* Brief: Could you retype, unchanged, the lines from the one containing "Target: <item>tree</item>" through the one containing "[[[140,9],[134,101],[166,144],[256,142],[256,10]]]", including both?

* Provided records:
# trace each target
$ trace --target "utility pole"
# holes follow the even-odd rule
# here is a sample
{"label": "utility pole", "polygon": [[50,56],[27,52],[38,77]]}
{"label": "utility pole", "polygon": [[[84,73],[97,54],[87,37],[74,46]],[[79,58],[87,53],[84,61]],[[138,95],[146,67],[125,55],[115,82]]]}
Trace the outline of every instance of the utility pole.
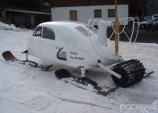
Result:
{"label": "utility pole", "polygon": [[152,14],[154,14],[155,11],[155,0],[153,0],[153,9],[152,9]]}

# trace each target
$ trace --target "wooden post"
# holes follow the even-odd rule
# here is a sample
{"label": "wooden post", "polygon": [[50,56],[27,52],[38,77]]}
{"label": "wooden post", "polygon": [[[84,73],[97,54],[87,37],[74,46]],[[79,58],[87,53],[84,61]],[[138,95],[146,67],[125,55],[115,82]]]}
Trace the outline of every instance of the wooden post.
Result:
{"label": "wooden post", "polygon": [[[115,32],[119,32],[119,21],[118,21],[118,15],[117,15],[117,0],[115,1],[115,22],[114,22],[114,29]],[[115,54],[118,56],[119,53],[119,35],[115,33]]]}

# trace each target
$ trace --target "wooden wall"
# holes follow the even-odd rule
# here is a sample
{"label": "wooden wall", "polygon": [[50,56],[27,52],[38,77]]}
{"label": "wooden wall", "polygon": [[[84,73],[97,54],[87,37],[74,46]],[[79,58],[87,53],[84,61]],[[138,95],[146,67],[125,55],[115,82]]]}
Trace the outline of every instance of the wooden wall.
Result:
{"label": "wooden wall", "polygon": [[[130,0],[117,0],[118,4],[129,4]],[[51,7],[114,5],[114,0],[50,0]]]}

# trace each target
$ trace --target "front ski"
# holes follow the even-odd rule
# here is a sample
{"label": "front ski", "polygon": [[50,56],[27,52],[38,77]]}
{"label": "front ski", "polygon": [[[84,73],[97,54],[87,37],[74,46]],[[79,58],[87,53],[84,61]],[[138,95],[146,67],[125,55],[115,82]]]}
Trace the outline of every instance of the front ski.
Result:
{"label": "front ski", "polygon": [[29,65],[31,67],[40,68],[42,71],[48,71],[53,66],[53,65],[39,66],[34,61],[17,59],[10,51],[3,52],[2,56],[7,62],[15,62],[18,64]]}
{"label": "front ski", "polygon": [[102,87],[98,86],[98,84],[95,81],[91,80],[90,78],[76,77],[76,76],[70,74],[65,69],[57,70],[55,72],[55,75],[59,80],[62,79],[66,83],[70,83],[74,86],[77,86],[77,87],[85,89],[85,90],[90,90],[94,93],[97,93],[97,94],[103,95],[103,96],[107,96],[110,93],[115,92],[115,90],[118,89],[118,87],[115,87],[115,88],[105,88],[104,87],[104,88],[102,88]]}

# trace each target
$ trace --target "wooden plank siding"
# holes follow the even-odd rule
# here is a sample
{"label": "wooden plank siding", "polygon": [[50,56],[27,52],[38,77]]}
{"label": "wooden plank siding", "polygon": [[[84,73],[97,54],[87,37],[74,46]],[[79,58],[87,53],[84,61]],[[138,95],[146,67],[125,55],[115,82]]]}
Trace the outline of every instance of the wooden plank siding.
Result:
{"label": "wooden plank siding", "polygon": [[[118,0],[118,4],[129,4],[130,0]],[[50,0],[51,7],[114,5],[114,0]]]}

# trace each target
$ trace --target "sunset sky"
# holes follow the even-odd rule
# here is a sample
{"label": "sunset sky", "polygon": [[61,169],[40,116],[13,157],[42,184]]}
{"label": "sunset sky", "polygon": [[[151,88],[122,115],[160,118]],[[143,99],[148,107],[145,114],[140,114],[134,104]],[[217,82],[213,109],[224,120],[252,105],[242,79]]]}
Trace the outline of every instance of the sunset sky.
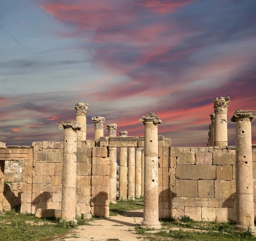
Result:
{"label": "sunset sky", "polygon": [[[76,102],[118,133],[148,112],[173,146],[205,146],[213,98],[256,111],[255,0],[1,0],[0,141],[62,141]],[[256,120],[252,123],[256,144]]]}

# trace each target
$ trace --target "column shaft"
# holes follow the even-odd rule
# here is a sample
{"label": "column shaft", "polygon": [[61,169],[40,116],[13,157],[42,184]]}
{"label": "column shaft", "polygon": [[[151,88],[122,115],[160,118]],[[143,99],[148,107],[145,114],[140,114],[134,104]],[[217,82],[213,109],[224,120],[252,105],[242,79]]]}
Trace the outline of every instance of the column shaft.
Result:
{"label": "column shaft", "polygon": [[135,197],[141,195],[141,148],[136,149],[135,159]]}
{"label": "column shaft", "polygon": [[128,198],[135,195],[135,148],[129,147],[128,157]]}
{"label": "column shaft", "polygon": [[119,200],[127,199],[127,148],[120,147]]}

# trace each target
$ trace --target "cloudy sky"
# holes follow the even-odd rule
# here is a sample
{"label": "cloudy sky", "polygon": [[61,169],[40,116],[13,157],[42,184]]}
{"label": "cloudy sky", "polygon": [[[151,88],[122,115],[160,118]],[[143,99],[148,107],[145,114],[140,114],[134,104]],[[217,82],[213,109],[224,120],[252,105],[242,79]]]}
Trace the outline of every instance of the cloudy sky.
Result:
{"label": "cloudy sky", "polygon": [[229,120],[256,110],[256,12],[255,0],[1,0],[0,141],[62,140],[83,102],[88,139],[92,116],[140,136],[153,112],[173,146],[205,146],[214,98],[230,96]]}

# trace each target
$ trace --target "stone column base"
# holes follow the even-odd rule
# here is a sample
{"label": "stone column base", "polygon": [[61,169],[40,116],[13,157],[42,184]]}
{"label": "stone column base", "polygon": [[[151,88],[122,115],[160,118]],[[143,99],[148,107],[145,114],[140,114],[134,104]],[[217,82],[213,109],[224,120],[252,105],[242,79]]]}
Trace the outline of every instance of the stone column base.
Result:
{"label": "stone column base", "polygon": [[152,229],[154,230],[161,229],[162,227],[159,221],[150,222],[149,221],[143,221],[140,225],[142,229]]}
{"label": "stone column base", "polygon": [[[243,226],[242,225],[239,225],[238,224],[236,224],[234,228],[234,231],[237,232],[246,232],[248,230],[248,227]],[[256,235],[256,227],[255,226],[252,226],[250,227],[250,230],[252,233],[254,235]]]}

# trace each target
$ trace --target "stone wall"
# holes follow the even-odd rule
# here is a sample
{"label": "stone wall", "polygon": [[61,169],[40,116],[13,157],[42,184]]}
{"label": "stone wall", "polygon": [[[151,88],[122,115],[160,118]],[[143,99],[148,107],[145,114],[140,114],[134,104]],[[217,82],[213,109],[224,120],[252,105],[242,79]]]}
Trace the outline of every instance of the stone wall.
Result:
{"label": "stone wall", "polygon": [[[106,147],[95,147],[95,141],[78,142],[77,211],[108,215],[109,158]],[[26,180],[21,195],[21,212],[35,213],[38,208],[61,209],[63,143],[33,143],[33,161],[24,169]],[[31,165],[30,165],[31,164]]]}
{"label": "stone wall", "polygon": [[[254,179],[255,147],[253,148]],[[198,221],[235,220],[235,146],[171,148],[169,209],[172,216],[187,215]],[[165,184],[163,180],[164,187],[167,181]],[[160,204],[160,209],[162,207]]]}

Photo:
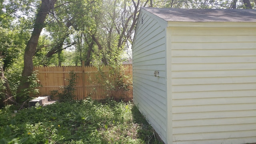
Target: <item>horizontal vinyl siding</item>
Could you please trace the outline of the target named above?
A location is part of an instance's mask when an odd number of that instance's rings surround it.
[[[174,143],[256,142],[256,28],[171,31]]]
[[[166,142],[165,30],[153,18],[142,11],[140,14],[132,46],[134,102]],[[159,77],[154,76],[155,70]]]

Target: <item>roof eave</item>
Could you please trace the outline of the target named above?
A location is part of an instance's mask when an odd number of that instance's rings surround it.
[[[168,21],[168,27],[254,27],[254,22]]]

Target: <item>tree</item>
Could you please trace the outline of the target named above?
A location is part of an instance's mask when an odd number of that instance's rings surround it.
[[[29,86],[28,78],[31,75],[33,70],[33,56],[35,54],[39,36],[44,26],[44,23],[46,16],[50,10],[53,10],[56,1],[56,0],[42,0],[39,10],[36,16],[31,37],[25,50],[24,68],[20,78],[20,83],[17,90],[18,94],[16,100],[18,102],[22,102],[24,100],[24,98],[27,98],[28,96],[24,96],[21,93]]]

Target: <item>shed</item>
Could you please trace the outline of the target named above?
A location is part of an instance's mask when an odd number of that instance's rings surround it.
[[[140,9],[134,101],[166,144],[256,142],[256,10]]]

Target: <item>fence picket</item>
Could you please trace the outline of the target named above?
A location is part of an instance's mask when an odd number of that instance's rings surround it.
[[[123,66],[125,68],[125,74],[129,75],[132,77],[132,64],[125,64]],[[50,96],[50,92],[53,90],[57,90],[59,92],[61,92],[60,87],[68,84],[68,82],[65,79],[69,78],[69,72],[73,71],[77,76],[75,87],[76,97],[75,99],[84,99],[89,96],[93,99],[97,100],[108,98],[103,85],[99,85],[97,83],[98,78],[99,78],[97,76],[98,76],[100,72],[96,67],[92,66],[45,66],[34,67],[33,70],[34,71],[38,71],[38,78],[42,86],[38,88],[40,95]],[[104,66],[102,68],[102,70],[105,72],[108,72],[109,68]],[[122,94],[125,93],[125,94],[121,96],[121,98],[126,100],[132,100],[133,97],[132,88],[132,87],[130,88],[131,90],[128,92],[120,92]]]

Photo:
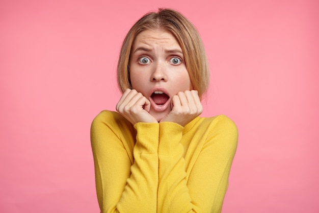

* Exercise output:
Target: <item>tree</item>
Could you please trace the outline of the target named above?
A location is part of an instance's mask when an odd number of that instance's rings surround it.
[[[29,86],[28,78],[31,75],[33,70],[33,56],[35,54],[39,36],[44,26],[44,23],[46,16],[50,10],[53,10],[56,1],[56,0],[42,0],[39,10],[36,16],[31,37],[25,50],[24,68],[20,78],[20,83],[17,90],[18,94],[16,100],[18,102],[22,102],[24,100],[24,98],[27,98],[28,96],[24,96],[21,93]]]

Target: <item>shed</item>
Could you please trace the outline of the target named above?
A location is part of an instance's mask when an odd number of that instance's rings surround it.
[[[140,9],[134,101],[166,144],[256,142],[256,10]]]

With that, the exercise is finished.